## [Directions for this task]
Swap "with a dot" for "with a point" in the stretch of lines from the one containing "If you could identify the valley" through the end of the records, and give back only those lines with nothing else altered. Leave the pictures out.

## START

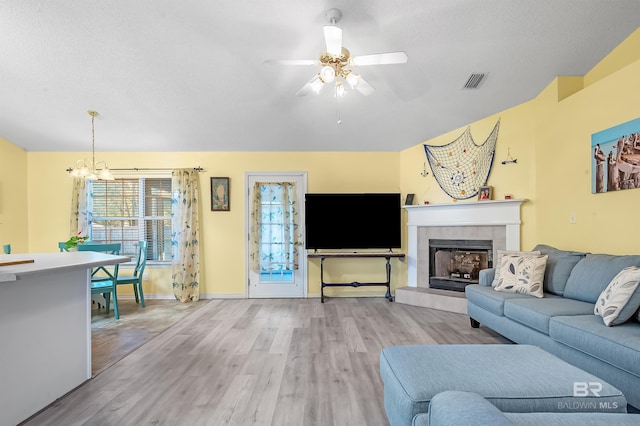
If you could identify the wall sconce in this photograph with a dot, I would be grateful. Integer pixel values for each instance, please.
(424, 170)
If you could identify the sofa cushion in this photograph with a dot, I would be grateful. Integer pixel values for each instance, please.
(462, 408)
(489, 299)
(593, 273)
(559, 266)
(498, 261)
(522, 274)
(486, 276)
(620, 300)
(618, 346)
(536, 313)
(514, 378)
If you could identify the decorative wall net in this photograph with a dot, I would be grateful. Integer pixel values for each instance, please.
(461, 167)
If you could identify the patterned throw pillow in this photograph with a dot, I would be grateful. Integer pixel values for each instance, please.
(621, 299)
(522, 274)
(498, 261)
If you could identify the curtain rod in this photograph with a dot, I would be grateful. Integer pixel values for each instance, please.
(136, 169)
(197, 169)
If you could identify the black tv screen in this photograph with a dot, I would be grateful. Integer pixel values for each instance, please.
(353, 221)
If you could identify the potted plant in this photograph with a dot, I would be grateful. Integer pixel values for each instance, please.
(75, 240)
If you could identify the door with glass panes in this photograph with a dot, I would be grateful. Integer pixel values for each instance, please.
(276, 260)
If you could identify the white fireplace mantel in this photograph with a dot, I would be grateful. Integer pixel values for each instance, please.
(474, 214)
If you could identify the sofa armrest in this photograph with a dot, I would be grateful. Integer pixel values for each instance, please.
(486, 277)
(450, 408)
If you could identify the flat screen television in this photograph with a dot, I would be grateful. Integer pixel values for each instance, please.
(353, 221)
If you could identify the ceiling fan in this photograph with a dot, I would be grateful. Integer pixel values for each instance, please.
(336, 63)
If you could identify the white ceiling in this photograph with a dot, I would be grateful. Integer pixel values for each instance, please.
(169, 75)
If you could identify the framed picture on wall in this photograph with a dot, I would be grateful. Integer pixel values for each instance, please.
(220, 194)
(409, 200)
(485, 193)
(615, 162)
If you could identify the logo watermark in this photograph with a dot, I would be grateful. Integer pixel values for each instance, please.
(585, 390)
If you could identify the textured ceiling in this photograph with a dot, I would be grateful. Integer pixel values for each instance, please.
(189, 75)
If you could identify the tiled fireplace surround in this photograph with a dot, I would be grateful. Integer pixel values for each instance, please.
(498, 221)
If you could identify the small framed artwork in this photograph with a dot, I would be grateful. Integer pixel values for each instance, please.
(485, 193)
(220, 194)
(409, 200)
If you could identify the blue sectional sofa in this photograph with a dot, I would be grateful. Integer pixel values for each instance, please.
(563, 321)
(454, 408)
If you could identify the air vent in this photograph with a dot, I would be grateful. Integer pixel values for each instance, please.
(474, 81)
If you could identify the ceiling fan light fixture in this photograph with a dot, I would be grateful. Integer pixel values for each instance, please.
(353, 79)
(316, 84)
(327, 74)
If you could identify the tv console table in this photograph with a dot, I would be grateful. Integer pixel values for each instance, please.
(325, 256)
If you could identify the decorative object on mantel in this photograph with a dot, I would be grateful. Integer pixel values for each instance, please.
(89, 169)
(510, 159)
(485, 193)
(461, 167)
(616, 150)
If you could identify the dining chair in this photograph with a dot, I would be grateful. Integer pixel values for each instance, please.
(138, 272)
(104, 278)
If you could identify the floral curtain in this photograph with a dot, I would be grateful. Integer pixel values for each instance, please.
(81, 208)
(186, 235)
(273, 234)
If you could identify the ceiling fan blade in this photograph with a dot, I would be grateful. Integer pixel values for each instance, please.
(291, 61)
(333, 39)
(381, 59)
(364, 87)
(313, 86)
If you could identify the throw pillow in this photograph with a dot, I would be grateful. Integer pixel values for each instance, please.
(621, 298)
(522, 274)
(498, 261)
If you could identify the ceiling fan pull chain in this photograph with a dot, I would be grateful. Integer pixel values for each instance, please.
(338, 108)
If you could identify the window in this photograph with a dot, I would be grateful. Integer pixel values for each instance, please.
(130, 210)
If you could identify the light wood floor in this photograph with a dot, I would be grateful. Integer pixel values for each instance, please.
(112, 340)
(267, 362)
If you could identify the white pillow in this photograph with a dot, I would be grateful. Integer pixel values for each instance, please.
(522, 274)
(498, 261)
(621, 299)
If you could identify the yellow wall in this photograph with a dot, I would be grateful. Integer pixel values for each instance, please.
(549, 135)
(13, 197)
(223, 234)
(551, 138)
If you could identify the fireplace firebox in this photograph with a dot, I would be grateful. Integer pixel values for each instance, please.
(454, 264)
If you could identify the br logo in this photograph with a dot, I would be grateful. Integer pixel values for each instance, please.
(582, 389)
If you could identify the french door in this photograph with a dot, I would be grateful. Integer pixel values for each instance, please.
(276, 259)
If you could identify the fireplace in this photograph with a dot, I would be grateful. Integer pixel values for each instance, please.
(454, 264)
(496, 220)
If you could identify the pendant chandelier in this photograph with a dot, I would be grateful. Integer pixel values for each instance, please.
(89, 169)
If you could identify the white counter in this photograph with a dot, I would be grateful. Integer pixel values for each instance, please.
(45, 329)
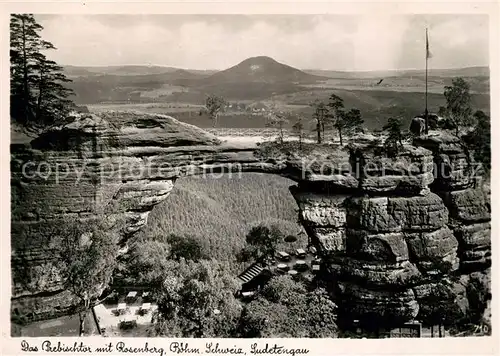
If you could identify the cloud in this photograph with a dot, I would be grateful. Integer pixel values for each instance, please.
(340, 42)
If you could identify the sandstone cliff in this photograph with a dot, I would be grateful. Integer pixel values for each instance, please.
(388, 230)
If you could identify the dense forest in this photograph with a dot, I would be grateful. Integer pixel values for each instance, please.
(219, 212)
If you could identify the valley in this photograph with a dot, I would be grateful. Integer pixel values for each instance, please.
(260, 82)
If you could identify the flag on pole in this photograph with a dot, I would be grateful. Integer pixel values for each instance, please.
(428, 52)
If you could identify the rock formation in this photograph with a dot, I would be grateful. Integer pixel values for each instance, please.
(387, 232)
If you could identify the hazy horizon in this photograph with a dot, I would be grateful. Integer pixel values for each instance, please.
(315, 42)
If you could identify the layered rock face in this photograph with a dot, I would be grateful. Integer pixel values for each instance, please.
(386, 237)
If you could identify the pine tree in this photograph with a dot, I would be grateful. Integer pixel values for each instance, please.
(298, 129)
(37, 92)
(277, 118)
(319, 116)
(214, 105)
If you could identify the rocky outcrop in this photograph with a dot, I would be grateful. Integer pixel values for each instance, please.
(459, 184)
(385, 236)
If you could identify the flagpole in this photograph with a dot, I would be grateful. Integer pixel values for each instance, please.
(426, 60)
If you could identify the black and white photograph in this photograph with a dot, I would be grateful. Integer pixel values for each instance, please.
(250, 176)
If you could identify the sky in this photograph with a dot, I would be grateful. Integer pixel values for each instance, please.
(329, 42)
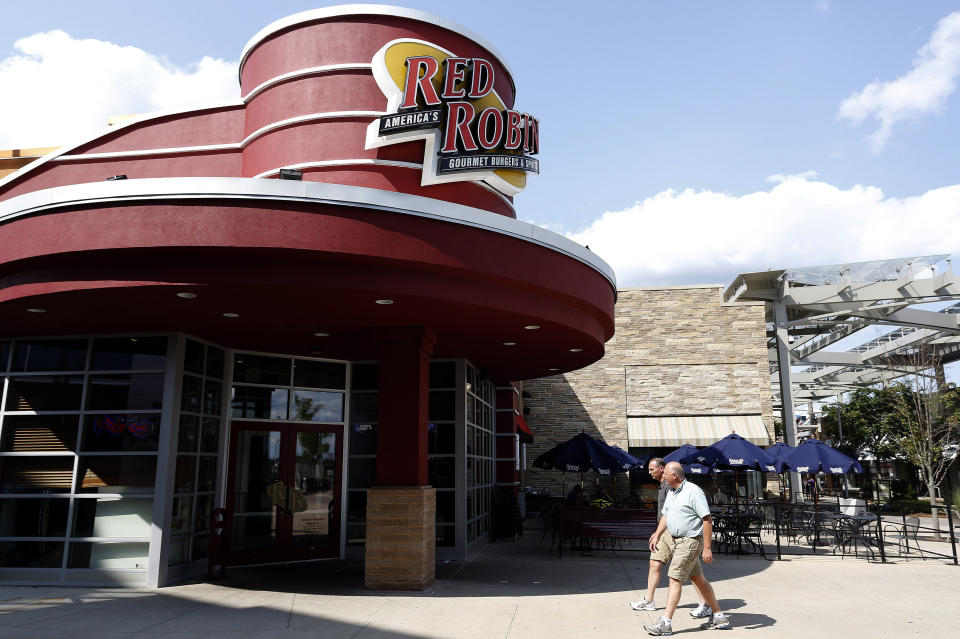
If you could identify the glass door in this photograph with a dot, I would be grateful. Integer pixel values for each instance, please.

## END

## [Answer to the problem]
If you could identify the valley in this photograph with a point, I would be grateful. Integer pixel values for each instance, please.
(260, 82)
If you could identify the flag on pole in this photograph with a point, I would be grateful. Integer pixel values for each instance, please.
(428, 52)
If you could identify the rock formation in this photograph with a point, I would be grateful. Integer pixel values for each instance, please.
(387, 232)
If you could identify the hazy horizon in this photograph with a point, I would be grateful. Integer pixel values for each instance, please.
(315, 42)
If you could identify the layered rock face in this photograph with a point, I would be grateful. Integer pixel values for each instance, please.
(386, 237)
If you could identify the pine tree in this photograph with a point, I would be grateful. Integer pixel values for each instance, please.
(298, 129)
(37, 92)
(277, 118)
(319, 116)
(214, 105)
If you could identify the rocky outcrop in this photograph with a point, I would be grateful. Integer pixel values for each instance, please.
(459, 184)
(385, 236)
If you could identify the flagpole in this photograph with a point, I would be grateful. Integer pixel values for each instance, please.
(426, 60)
If you could identify the black and white photograph in this photograph with a point, I would be grateful. Integer pixel values for each instance, please.
(250, 176)
If you could identify the sky in this photograph with a point, I would be grateful. Integer pixel values for each instance, please.
(329, 42)
If you could identify the glass door in this photograph with a point, I would be grateful. Integer pixel values for each instance, please.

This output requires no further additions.